- _Exercise tasks_:
1. In one to three sentences, explain why the review below calls the book commendable overall despite its shortcomings.
2. Copy the part of the review below from "To explore such" up to and including "necessary to address.".

- _Supplied passage_:

BOOKS: I Am an Emotional Creature

Eve Ensler, acclaimed author of The Vagina Monologues, has a lot to say about women, and now, girls. After promoting her theatrical hit around the globe and in turn creating the "V-Day" movement, Ensler has come back with I Am an Emotional Creature: The Secret Life of Girls Around the World.

Emotional Creature finds Ensler channeling the voices of adolescent girls and penning confessional first-person narratives inspired by the young women she experienced on her travels. Through poetry and journal entries, she imagines the plight of girls from the U.S., Iran, The Congo, China, Palestine, and more. To older readers and Ensler fans, these works may come across as overly simplistic and less than thought-provoking as she tackles eating disorders, human trafficking, teen sex and child labor through adolescent voices. But overall, the project is commendable, and notable for the author's ability to find a common emotional thread connecting young women around the globe.




To explore such weighty issues in an accessible, yet intimate way can be no small task for the average writer. But Ensler has discovered a powerful means by which to inspire and educate her audience on urgent issues that seem highly necessary to address.

- _Extracted data_:
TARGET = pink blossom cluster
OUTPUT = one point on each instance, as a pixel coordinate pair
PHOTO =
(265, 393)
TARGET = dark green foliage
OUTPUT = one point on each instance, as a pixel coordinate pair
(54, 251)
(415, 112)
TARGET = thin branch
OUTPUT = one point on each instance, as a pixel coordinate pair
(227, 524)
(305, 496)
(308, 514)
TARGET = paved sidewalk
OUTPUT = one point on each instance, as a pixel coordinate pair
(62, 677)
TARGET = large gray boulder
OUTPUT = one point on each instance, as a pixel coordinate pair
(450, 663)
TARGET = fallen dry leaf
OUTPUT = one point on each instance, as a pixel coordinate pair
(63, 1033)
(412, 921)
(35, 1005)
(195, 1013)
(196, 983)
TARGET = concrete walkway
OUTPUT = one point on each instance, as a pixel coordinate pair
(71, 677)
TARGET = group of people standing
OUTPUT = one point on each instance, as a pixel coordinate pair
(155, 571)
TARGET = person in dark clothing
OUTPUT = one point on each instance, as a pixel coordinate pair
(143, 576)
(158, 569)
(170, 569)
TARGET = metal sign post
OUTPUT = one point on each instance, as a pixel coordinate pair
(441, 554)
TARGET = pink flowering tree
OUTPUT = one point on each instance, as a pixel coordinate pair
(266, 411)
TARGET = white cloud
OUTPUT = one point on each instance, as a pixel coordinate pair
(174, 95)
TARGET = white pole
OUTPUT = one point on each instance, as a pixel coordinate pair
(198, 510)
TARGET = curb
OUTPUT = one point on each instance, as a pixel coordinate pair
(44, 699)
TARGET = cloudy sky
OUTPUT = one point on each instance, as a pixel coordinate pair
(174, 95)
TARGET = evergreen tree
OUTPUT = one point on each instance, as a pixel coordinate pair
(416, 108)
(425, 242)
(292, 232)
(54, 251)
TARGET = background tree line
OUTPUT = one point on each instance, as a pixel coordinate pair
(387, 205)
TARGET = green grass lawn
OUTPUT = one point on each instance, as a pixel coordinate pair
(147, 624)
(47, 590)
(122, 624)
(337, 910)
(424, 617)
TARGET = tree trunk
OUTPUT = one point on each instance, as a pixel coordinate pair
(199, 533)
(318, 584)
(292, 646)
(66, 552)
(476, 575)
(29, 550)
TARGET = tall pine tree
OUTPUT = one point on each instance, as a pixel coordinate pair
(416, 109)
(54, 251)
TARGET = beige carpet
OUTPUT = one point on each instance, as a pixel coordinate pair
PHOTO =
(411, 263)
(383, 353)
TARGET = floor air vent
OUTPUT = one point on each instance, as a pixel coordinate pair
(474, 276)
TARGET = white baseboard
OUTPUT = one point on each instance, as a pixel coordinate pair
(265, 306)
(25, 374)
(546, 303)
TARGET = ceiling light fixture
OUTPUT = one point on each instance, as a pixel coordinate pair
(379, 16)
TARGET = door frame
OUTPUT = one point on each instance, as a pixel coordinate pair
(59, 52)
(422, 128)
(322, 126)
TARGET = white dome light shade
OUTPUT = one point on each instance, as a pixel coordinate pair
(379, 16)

- _Answer section_:
1. The review finds the project commendable because the author finds a common emotional thread connecting young women around the globe. It also credits her with finding a powerful way to explore weighty, urgent issues accessibly and intimately, so that she inspires and educates her audience.

2.
To explore such weighty issues in an accessible, yet intimate way can be no small task for the average writer. But Ensler has discovered a powerful means by which to inspire and educate her audience on urgent issues that seem highly necessary to address.